**TEXTO DE REFERÊNCIA**
+++
Alguns equívocos do Moses

Este post tem por objetivo refletir sobre algumas declarações de João Luiz Santolin, presidente do Moses, durante um seminário promovido pelo Centro Latino-Americano em Sexualidade e Direitos Humanos (CLAM) em parceria com o Instituto de Estudos da Religião (ISER), conforme publicado no livro "Religião e Sexualidade: Convicções e Responsabilidades, organizado por Emerson Giumbelli, publicado pela Editora Garamond, 2005 (ISBN 8576170604, 9788576170600).

De acordo com Santolin, o Moses foi fundado em 1997. Ele está certo. Ele só não disse que isso aconteceu durante a Parada Gay celebrada no Rio de Janeiro, no referido ano. Também não disse que éramos três: Santolin, Liane França e eu (quem tiver dúvida, consulte o jornal O Globo, publicado no dia seguinte ao da passeata, pois nossos nomes estão lá no último parágrafo da matéria de cobertura da Parada Gay). Obviamente, ele não disse, devido ao constrangimento causado pela entrevista que dei em novembro de 2004 à revista Época, na qual disse abertamente que "curar" homossexuais é uma farsa, e que minha experiência com o Moses só confirma isso.

Segundo Santolin, o objetivo do Moses é celebrar a Deus como criador da sexualidade humana. Isso é questionável, especialmente levando-se em conta que o Moses toma o mito de Adão e Eva como relato verídico da criação do homem - o que, por si só, não nega a possibilidade da homossexualidade, pois a passagem se refere ao sexo genital, nada declarando sobre orientação sexual. Que existe macho (homens gays também são machos, pois têm pênis) e fêmeas (mulheres gays também são fêmeas, pois têm vagina), isso não se discute. O que não pode se pode ignorar é que sexo biológico é uma coisa e sexualidade (ou orientação sexual) é outra. Machos e fêmeas podem ser bissexuais, homossexuais ou heterossexuais.

Além disso, há o hermafrodita que apresenta características biológicas de macho e de fêmea ao mesmo tempo. Se deus é o criador da sexualidade humana, ele não parece ter vetado nenhuma dessas possibilidades, pois elas ocorrem naturalmente - e com mais frequência do que se imagina.
+++
**SEÇÃO DE DADOS**
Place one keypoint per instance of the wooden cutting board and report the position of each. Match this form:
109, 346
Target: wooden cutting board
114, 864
+++
**OBJETIVO 1**
Indique se cada afirmação a seguir está de acordo com o texto sobre o Moses. Responda sim ou não e cite entre aspas o trecho do texto que decide a questão.
(a) O Moses foi fundado em 1997.
(b) A entrevista à revista Época foi concedida em novembro de 2004.
(c) O livro citado foi publicado pela Editora Garamond em 2010.
**OBJETIVO 2**
Responda, com base no texto sobre o Moses:
(a) Quem organizou o livro "Religião e Sexualidade: Convicções e Responsabilidades"?
(b) Segundo Santolin, qual é o objetivo do Moses?
(c) Em que jornal constam os nomes dos três fundadores do Moses?
Os dados formam um material à parte, independente do texto de referência.

**RESPOSTA 1**
(a) Sim: "o Moses foi fundado em 1997".
(b) Sim: "entrevista que dei em novembro de 2004 à revista Época".
(c) Não: "publicado pela Editora Garamond, 2005".

**RESPOSTA 2**
(a) Emerson Giumbelli.
(b) Celebrar a Deus como criador da sexualidade humana.
(c) No jornal O Globo, publicado no dia seguinte ao da passeata, no último parágrafo da matéria de cobertura da Parada Gay.